**Exercise requirements**. Pull out every line of the data below that contains the string "walking", treating uppercase and lowercase as different. Copy each matching line in full.

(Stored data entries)
********************

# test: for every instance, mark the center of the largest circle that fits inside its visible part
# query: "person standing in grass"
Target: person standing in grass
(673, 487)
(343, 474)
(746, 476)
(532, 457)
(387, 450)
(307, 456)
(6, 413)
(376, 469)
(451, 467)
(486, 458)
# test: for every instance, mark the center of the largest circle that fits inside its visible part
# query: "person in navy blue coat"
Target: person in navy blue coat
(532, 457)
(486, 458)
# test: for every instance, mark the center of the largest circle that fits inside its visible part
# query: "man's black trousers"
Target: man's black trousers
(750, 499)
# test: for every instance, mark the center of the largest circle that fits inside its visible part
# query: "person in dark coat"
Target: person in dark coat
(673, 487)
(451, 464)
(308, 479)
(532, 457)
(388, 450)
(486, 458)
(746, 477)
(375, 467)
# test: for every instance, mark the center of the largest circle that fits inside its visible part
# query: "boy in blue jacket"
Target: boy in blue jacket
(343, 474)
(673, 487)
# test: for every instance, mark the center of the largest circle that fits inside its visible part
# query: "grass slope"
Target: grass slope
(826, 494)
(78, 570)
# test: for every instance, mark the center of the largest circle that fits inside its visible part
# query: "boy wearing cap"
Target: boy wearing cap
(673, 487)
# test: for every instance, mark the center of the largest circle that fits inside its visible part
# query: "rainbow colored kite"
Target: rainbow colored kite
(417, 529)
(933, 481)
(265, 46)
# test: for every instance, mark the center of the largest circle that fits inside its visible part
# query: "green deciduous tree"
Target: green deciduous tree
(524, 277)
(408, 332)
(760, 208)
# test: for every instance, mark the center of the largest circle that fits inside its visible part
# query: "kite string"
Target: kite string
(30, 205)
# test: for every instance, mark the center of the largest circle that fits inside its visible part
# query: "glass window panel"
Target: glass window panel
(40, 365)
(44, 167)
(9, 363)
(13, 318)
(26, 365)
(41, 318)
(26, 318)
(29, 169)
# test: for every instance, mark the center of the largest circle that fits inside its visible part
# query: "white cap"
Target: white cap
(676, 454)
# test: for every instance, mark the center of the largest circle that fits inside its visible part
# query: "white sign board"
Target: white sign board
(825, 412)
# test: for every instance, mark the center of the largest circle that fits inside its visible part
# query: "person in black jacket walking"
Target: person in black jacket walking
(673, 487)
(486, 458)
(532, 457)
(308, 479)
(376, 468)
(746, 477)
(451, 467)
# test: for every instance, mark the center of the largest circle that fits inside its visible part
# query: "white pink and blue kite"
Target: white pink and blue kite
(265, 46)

********************

**Correct answer**.
# query: "person in black jacket walking"
Target: person in black jacket walking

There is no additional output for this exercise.